____ MATERIAL PROVIDED

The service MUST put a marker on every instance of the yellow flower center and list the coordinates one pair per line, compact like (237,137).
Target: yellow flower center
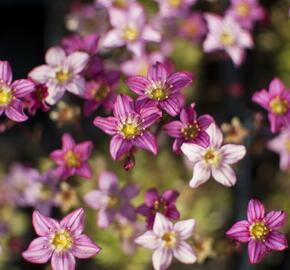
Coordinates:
(227,39)
(259,230)
(62,76)
(169,239)
(189,132)
(279,106)
(61,241)
(5,97)
(242,9)
(130,33)
(212,157)
(72,159)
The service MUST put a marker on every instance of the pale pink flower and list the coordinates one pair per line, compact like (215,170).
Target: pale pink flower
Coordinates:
(226,34)
(168,241)
(215,160)
(61,73)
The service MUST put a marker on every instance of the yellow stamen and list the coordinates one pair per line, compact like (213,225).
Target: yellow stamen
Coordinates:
(279,106)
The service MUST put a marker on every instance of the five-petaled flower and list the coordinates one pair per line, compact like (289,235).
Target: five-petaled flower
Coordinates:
(61,241)
(190,129)
(155,203)
(214,160)
(161,88)
(277,102)
(128,126)
(260,231)
(11,93)
(61,73)
(72,159)
(226,34)
(168,241)
(111,200)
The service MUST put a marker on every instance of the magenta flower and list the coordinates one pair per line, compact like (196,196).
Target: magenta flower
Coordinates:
(129,29)
(128,126)
(260,231)
(61,73)
(11,93)
(155,203)
(72,159)
(168,241)
(215,160)
(277,102)
(190,129)
(226,34)
(281,146)
(60,241)
(161,88)
(112,201)
(246,12)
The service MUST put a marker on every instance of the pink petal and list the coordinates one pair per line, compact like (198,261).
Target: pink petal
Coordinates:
(201,173)
(148,240)
(162,258)
(38,251)
(43,225)
(74,222)
(5,72)
(275,219)
(63,261)
(256,210)
(184,228)
(257,250)
(184,253)
(224,174)
(119,147)
(84,247)
(240,231)
(276,241)
(147,142)
(162,225)
(232,153)
(55,56)
(76,62)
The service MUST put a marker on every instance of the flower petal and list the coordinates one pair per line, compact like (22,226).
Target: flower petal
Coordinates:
(38,251)
(84,247)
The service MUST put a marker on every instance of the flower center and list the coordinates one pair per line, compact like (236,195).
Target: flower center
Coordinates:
(62,241)
(242,9)
(279,106)
(72,159)
(130,33)
(227,39)
(190,131)
(62,76)
(169,239)
(259,230)
(5,96)
(212,157)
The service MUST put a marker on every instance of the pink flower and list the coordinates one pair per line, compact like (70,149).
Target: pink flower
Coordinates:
(129,29)
(11,93)
(161,88)
(60,241)
(226,34)
(281,146)
(72,159)
(61,73)
(260,231)
(168,241)
(112,201)
(190,128)
(277,102)
(214,160)
(246,12)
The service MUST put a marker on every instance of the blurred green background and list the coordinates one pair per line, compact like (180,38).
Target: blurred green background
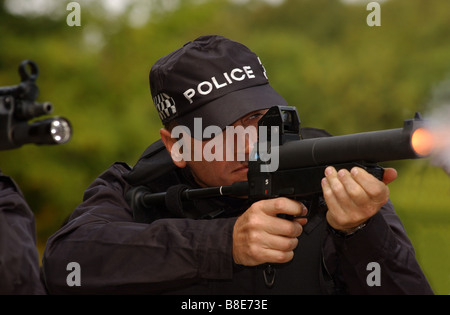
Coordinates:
(321,55)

________

Your copy should match the entries exactly, minus the pictures.

The service MUST put a marker on every instance of the yellow flower center and list the coordinates one pair per line, compact like (237,137).
Target: yellow flower center
Coordinates:
(227,39)
(259,230)
(62,76)
(169,239)
(189,132)
(279,106)
(61,241)
(5,97)
(242,9)
(130,33)
(212,157)
(72,159)
The service MUST put a marker on every instance of the pale pink flower and list the coordinates one pair per line, compact like (215,170).
Target: pale pink flower
Coordinates:
(226,34)
(168,241)
(215,160)
(61,73)
The service MUST put a marker on every instance of the yellow stamen and list the coordinates one pair per line, compact like (213,225).
Target: yellow stamen
Coordinates:
(279,106)
The service MUST put a marker on every instance of the five-petaled flower and list the coordinates one pair per line, compact like (289,235).
Target: five-petaled flower
Coordinates:
(61,241)
(190,129)
(155,203)
(214,160)
(161,88)
(277,102)
(128,126)
(260,231)
(11,93)
(61,73)
(72,159)
(226,34)
(168,241)
(111,200)
The service MUST put a marker on every instance of the magenta flower and list the coordinates one pair per line, compact like (196,196).
Target: magenta flower
Coordinates:
(129,29)
(128,126)
(260,231)
(61,73)
(11,93)
(155,203)
(72,159)
(168,241)
(215,160)
(277,102)
(190,129)
(226,34)
(281,146)
(60,241)
(161,88)
(112,201)
(246,12)
The service MUST put a marker on every instance of the pink petal and list the coordinates one pair per line, compact like (198,261).
Target: pink petal
Coordinates:
(201,173)
(148,240)
(162,258)
(38,251)
(43,225)
(74,222)
(5,72)
(275,219)
(63,261)
(256,210)
(184,228)
(257,250)
(184,253)
(224,174)
(119,147)
(84,247)
(240,231)
(276,241)
(147,142)
(162,225)
(232,153)
(55,56)
(76,62)
The service MUST put a marker on every instance of the flower petal and list the coordinates one pair per line, compact like (22,226).
Target: flower petal
Coordinates:
(38,251)
(84,247)
The service MUST put a marker on every instance of the flower center and list the coordinates one pair per line, compact like (236,195).
Target: flower center
Coordinates:
(62,241)
(242,9)
(279,106)
(72,159)
(130,33)
(227,39)
(190,131)
(62,76)
(169,239)
(259,230)
(5,96)
(212,157)
The service MUST put a marker on every instance of the pink flower and list the coordinates one pair per line, compact like (70,149).
Target: pink flower
Coordinates:
(129,29)
(11,93)
(161,88)
(60,241)
(226,34)
(281,146)
(72,159)
(61,73)
(260,231)
(168,241)
(112,201)
(190,128)
(277,102)
(214,160)
(246,12)
The service MUST put a marker on every instance of the blurred green background and list the coordinates one pair per line, compact like (180,38).
Target: blurred green background
Coordinates:
(321,55)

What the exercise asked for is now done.